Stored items
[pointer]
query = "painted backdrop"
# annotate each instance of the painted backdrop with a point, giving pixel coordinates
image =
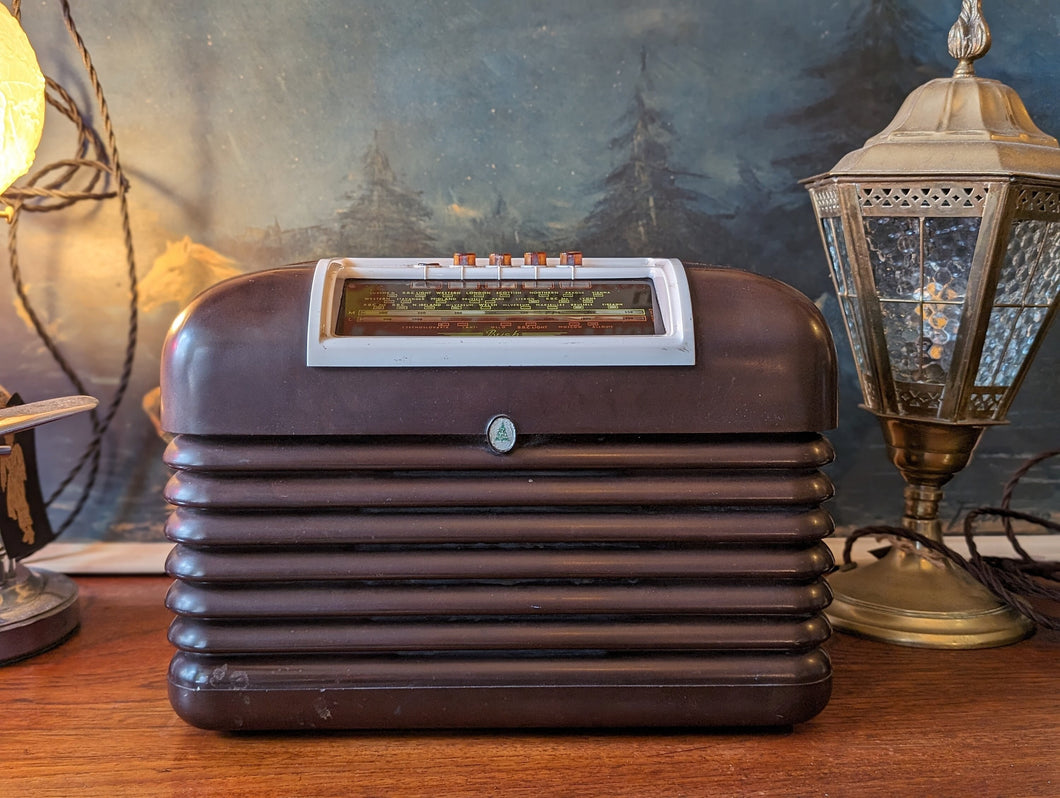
(258, 134)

(WHAT TO DO)
Give the records above as a CSV with two columns, "request" and "answer". Write one row per record, put each field in double quotes, turn any line breaks into spaces, and leave out the pictures.

(RESPONSE)
request,answer
"[pointer] query = ""painted backdrop"" # annotate each instance of the painted backdrop with a point, giving pixel coordinates image =","(258, 134)"